— start of Excerpt provided —

SELECT count(*) FROM original_table_p10000;
count
-------
10000
(1 row)
Now you should be able to start using your table the same as you were before!
Online Partitioning
Sometimes it is not possible to take the table offline for an extended period of time to migrate it to a partitioned table. Below is one method to allow this to be done online. It’s not as flexible as the offline method, but should allow a very minimal downtime and be mostly transparent to the end users of the table.
As mentioned above, these methods DO NOT account for there being foreign keys TO the original table. You can create foreign keys FROM the original table on the new partitioned table and things should work as expected. However, if you have foreign keys coming in to the table, I’m not aware of any migration method that does not require an outage to drop the original foreign keys and recreate them against the new partitioned table.
This will be a daily, time-based partition set with an IDENTITY sequence as the primary key
CREATE TABLE public.original_table (
col1 bigint not null PRIMARY KEY GENERATED ALWAYS AS IDENTITY
, col2 text not null
, col3 timestamptz DEFAULT now() not null
, col4 text);
CREATE INDEX CONCURRENTLY ON public.original_table (col3);
INSERT INTO public.original_table (col2, col3, col4) VALUES ('stuff', generate_series(now() - '1 week'::interval, now(), '5 minutes'::interval), 'stuff');
The process is still initially the same as the offline method since you cannot turn an existing table into the parent table of a partition set. However it is critical that all constraints, privileges, defaults and any other properties be applied to the new parent table before you move on to the next step of swapping the table names around.
CREATE TABLE public.new_partitioned_table (
col1 bigint not null GENERATED BY DEFAULT AS IDENTITY
, col2 text not null
, col3 timestamptz DEFAULT now() not null
, col4 text) PARTITION BY RANGE (col3);
CREATE INDEX ON public.new_partitioned_table (col3);
You’ll notice I did not set “col1” as a primary key here. That is because we cannot.

— end of Excerpt provided —

# [Given exercise]
Pick up the walkthrough on migrating a PostgreSQL table to a partitioned table online and continue it from its final sentence.

— start of Data entries —

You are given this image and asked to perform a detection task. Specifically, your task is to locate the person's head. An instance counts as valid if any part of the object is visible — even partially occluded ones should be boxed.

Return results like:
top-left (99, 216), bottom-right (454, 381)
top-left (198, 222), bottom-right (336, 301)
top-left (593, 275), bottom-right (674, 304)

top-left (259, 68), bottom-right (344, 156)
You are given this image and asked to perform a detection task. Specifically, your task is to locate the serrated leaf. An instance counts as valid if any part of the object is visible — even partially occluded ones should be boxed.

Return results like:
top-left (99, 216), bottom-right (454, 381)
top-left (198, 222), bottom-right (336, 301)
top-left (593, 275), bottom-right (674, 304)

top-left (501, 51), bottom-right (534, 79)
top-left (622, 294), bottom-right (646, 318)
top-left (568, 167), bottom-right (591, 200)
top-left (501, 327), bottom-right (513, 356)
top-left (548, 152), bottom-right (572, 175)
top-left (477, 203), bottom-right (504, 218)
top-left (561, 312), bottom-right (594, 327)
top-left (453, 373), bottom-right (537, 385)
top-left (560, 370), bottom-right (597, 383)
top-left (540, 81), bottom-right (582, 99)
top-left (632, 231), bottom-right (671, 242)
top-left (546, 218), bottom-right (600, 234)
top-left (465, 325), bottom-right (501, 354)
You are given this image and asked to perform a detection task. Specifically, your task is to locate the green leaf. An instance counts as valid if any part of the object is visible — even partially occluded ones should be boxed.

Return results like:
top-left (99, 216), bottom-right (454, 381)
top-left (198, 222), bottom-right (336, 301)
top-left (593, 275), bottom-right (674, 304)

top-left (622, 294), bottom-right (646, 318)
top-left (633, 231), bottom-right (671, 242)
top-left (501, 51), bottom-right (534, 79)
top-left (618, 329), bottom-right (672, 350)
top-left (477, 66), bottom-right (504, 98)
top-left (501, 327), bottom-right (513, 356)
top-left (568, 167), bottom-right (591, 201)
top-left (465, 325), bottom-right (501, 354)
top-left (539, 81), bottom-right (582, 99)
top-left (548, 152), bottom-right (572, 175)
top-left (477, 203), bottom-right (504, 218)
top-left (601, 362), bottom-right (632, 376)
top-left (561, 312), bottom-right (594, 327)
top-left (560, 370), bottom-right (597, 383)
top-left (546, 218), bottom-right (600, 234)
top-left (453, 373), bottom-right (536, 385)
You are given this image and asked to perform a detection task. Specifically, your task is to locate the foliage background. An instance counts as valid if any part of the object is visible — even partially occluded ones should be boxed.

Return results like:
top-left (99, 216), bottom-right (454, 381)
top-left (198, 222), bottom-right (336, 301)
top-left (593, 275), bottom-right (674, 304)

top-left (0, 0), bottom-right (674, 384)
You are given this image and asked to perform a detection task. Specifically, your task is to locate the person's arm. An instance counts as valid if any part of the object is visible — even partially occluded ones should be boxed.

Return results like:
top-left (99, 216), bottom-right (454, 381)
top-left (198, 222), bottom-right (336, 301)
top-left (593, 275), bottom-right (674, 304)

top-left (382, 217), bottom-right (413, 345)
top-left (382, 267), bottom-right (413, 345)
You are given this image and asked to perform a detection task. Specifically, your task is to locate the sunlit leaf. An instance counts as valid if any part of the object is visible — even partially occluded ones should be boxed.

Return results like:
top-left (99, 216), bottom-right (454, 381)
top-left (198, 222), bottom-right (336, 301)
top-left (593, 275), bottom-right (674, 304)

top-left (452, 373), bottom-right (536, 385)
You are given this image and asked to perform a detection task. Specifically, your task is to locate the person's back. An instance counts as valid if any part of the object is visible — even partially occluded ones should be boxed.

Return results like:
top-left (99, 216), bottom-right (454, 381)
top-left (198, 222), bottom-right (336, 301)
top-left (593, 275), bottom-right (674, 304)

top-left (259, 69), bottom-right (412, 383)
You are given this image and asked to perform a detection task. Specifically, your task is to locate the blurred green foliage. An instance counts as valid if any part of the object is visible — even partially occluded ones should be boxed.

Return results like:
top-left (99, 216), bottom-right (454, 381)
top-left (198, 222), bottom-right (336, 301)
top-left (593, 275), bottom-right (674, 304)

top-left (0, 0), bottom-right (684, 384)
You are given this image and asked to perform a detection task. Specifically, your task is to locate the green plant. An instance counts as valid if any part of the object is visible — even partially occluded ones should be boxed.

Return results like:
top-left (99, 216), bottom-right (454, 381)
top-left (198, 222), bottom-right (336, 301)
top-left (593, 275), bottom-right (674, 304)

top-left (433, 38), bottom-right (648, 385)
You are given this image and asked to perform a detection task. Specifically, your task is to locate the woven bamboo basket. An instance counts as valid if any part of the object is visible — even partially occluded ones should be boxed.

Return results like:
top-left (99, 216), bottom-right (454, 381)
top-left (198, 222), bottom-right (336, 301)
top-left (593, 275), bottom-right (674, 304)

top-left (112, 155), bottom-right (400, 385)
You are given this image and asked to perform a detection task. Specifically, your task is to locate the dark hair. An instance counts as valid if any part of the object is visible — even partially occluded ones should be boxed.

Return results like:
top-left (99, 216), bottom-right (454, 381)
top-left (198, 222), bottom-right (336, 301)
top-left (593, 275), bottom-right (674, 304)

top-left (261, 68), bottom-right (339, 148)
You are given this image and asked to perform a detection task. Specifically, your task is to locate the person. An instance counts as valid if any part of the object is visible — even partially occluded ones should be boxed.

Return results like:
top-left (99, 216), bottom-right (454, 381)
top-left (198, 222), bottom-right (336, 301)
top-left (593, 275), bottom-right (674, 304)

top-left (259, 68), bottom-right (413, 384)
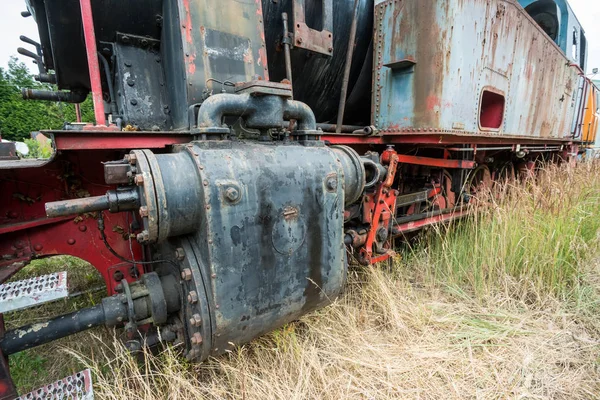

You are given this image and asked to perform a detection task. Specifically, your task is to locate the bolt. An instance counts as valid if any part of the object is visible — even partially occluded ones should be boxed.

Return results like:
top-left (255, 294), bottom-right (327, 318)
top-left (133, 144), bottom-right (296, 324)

top-left (175, 247), bottom-right (185, 261)
top-left (113, 271), bottom-right (125, 282)
top-left (326, 176), bottom-right (337, 191)
top-left (136, 230), bottom-right (150, 243)
top-left (190, 314), bottom-right (202, 326)
top-left (181, 268), bottom-right (196, 282)
top-left (188, 290), bottom-right (198, 304)
top-left (225, 188), bottom-right (240, 201)
top-left (190, 332), bottom-right (202, 344)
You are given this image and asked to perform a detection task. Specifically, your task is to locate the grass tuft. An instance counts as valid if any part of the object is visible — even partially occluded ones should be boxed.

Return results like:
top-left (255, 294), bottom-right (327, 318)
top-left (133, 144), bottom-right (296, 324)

top-left (7, 164), bottom-right (600, 400)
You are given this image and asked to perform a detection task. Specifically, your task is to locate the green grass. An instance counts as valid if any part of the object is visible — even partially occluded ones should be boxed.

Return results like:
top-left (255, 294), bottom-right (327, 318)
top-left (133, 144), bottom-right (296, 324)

— end of Data entries —

# [Response]
CREATE TABLE public.new_partitioned_table (
col1 bigint not null PRIMARY KEY GENERATED BY DEFAULT AS IDENTITY
, col2 text not null
, col3 timestamptz DEFAULT now() not null
, col4 text) PARTITION BY RANGE (col3);
ERROR: unique constraint on partitioned table must include all partitioning columns
DETAIL: PRIMARY KEY constraint on table "new_partitioned_table" lacks column "col3" which is part of the partition key.
pg_partman does have a mechanism to still apply primary/unique keys that are not part of the partition column. Just be aware that they are NOT enforced across the entire partition set; only for the individual partition. This is done with a template table. And to ensure the keys are applied when the initial child tables are created, that template table must be pre-created and its name supplied to the create_parent()
call. We’re going to use the original table as the basis and give a name similar to that so it makes sense after the name swapping later.
Another important note is that we changed the IDENTITY column from GENERATED ALWAYS to GENERATED BY DEFAULT. This is because we need to move existing values for that identity column into place. ALWAYS generally prevents manually entered values.
CREATE TABLE public.original_table_template (LIKE public.original_table);
ALTER TABLE public.original_table_template ADD PRIMARY KEY (col1);
If you do not pre-create a template table, pg_partman will always create one for you in the same schema that the extension was installed into. You can see its name by looking at the template_table
column in the part_config
table. However, if you add the index onto that template table after the create_parent()
call, the already existing child tables will not have that index applied and you will have to go back and do that manually. However, any new child tables create after that will have the index.
The tricky part here is that we cannot yet have any child tables in the partition set that match data that currently exists in the original table. This is because we’re going to be adding the old table as the DEFAULT table to our new partition table. If the DEFAULT table contains any data that matches a current child table’s constraints, PostgreSQL will not allow that table to be added. So, with the below create_parent()
call, we’re going to start the partition set well ahead of the data we inserted and disable the automatic creation of a default table. In your case you will have to look at your current data set and pick a value well ahead of the current working set of data that may get inserted before you are able to run the table name swap process below. We’re also setting the premake value to a low value to avoid having to rename too many child tables later. We’ll increase premake back up to the default later (or you can set it to whatever you require).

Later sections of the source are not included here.